Answer these questions using the financial filing excerpt below:
1. What day rate does HRC pay to charter Rig 22 from the PLM affiliate?
2. What was the outstanding balance of the loans to HMSC at December 31, 1996?
3. What is the 1996 figure for the valuation allowance under deferred tax assets?

§ Excerpted text:
## begin

Effective January 1, 1997, HRC entered into an agreement with an affiliate of
PLM Equipment Leasing Corporation of California (PLM) to bareboat-charter a
jack-up rig (Rig 22) at a day rate of $5,500 for three years with an obligation
to purchase the rig for $12,000,000 at the end of the lease term.  Also
effective January 1, 1997, the Company entered into a three-year operating
lease agreement to bareboat-charter this jack-up rig to HOC at a day rate of
$3,164.  The Company has accounted for its lease as a capital lease in 1997.
   10
                                     -4-


Hercules Marine Services Corporation

Hercules Marine Services Corporation (HMSC), a Malaysian-owned company, and HRC
are affiliated through a common board of directors and management.  The
accounts of HMSC are not combined with those of the Company for financial
reporting purposes.

Throughout 1994, the Company loaned various amounts to HMSC on an unsecured
basis for working capital purposes.  At December 31, 1996, the outstanding
balance was $420,401 and was noninterest-bearing and payable on demand at the
option of the Company.  The Company has fully reserved the unpaid balance.

5. INCOME TAXES:

The tax effect of significant temporary differences representing deferred tax
assets and liabilities is as follows:

                                                        1995           1996     
                                                     ------------   ------------
  Deferred tax liabilities-                          
    Deferred tax liability related to drilling and   
      workover rigs and equipment                    $ 1,614,500    $ 2,216,649
                                                     -----------    -----------
  Deferred tax assets-                               
    Tax net operating loss carryforwards               1,768,358      2,590,554
    Other                                                142,800        142,800
    Valuation allowance                                 (296,658)      (516,705)

## end

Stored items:
## begin

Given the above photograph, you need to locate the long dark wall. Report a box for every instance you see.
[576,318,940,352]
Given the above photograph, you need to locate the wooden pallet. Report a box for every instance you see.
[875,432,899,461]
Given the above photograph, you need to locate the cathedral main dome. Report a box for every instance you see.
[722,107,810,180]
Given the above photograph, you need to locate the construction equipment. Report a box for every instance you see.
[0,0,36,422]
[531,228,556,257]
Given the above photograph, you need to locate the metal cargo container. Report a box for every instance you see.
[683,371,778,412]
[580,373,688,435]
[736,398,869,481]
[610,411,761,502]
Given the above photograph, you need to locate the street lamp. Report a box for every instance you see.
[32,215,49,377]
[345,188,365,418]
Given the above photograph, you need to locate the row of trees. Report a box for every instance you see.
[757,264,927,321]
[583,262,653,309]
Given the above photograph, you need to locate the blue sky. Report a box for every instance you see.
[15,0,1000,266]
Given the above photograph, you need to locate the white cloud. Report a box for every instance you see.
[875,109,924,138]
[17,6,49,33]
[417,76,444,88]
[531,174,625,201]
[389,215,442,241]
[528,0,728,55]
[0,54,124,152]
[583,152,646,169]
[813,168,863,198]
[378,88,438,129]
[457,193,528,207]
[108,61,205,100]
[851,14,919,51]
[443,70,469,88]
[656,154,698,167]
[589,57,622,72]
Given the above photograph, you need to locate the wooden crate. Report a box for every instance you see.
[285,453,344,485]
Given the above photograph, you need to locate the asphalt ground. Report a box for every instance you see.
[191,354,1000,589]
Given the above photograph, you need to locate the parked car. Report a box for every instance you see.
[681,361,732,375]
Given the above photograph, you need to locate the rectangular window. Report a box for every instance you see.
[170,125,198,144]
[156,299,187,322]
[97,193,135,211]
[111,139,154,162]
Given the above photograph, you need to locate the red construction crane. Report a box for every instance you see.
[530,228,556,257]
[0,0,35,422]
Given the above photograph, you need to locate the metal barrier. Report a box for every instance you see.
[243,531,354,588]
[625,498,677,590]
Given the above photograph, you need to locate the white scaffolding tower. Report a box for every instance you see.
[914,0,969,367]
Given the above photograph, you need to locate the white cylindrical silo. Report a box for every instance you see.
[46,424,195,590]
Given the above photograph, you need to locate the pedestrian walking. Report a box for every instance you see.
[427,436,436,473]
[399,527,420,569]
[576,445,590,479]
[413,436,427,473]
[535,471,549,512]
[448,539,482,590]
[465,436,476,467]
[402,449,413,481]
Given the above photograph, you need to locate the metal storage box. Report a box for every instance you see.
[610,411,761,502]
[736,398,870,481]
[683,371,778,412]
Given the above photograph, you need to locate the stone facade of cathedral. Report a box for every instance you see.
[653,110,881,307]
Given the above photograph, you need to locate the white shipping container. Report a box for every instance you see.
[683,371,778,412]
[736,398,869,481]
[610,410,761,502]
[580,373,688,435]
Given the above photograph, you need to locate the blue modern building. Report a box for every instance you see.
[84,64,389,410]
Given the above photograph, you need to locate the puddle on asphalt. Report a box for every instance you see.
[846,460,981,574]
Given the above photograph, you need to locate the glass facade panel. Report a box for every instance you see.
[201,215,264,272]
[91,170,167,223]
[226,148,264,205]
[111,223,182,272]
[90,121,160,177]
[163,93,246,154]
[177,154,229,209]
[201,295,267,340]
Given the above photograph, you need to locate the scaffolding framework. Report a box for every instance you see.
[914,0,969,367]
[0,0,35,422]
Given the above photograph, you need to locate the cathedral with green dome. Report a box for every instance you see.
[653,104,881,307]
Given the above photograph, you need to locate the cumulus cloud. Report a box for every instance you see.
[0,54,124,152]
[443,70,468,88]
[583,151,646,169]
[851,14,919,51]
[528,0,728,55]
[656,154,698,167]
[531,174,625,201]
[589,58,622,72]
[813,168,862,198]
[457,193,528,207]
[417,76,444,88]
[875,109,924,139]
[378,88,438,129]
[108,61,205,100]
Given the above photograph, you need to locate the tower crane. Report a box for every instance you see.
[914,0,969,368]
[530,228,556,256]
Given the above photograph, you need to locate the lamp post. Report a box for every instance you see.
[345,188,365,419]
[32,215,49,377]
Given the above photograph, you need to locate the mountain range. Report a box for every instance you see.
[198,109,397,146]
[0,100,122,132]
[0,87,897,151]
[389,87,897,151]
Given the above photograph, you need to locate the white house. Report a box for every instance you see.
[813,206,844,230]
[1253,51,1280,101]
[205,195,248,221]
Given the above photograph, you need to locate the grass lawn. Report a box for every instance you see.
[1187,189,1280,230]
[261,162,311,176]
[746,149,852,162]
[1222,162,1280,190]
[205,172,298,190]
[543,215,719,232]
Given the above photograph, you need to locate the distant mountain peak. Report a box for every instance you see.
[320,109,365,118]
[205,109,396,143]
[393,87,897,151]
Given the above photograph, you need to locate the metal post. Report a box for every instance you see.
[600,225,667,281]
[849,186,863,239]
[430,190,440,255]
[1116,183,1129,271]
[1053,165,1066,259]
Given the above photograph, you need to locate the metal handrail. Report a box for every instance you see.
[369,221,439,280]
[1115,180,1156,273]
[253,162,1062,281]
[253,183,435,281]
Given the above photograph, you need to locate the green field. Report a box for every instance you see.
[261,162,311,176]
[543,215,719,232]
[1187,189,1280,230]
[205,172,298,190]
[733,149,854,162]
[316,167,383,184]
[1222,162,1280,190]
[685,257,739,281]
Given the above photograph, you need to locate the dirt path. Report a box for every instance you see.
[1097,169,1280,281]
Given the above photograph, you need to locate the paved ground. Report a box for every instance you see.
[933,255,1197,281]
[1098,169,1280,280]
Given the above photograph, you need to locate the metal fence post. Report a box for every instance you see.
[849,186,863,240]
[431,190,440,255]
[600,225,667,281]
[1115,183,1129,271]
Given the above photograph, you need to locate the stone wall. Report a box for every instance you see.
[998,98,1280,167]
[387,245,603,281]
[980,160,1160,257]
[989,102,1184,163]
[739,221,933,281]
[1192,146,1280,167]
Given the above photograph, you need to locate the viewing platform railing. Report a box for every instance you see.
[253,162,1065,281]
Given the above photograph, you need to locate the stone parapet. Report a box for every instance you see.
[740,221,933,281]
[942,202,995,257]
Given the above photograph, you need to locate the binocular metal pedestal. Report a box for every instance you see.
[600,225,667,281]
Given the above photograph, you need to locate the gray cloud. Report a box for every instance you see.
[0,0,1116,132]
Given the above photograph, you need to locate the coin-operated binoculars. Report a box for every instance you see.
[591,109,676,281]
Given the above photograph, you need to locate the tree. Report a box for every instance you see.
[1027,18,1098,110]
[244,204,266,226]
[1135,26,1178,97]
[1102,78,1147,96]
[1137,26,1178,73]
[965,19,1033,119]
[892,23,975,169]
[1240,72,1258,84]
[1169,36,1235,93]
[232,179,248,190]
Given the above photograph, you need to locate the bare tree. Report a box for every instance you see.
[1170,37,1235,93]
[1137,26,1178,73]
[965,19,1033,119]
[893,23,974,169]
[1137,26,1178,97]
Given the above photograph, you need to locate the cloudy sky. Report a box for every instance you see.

## end

§ Answer to the exercise:
1. $5,500
2. $420,401
3. $516,705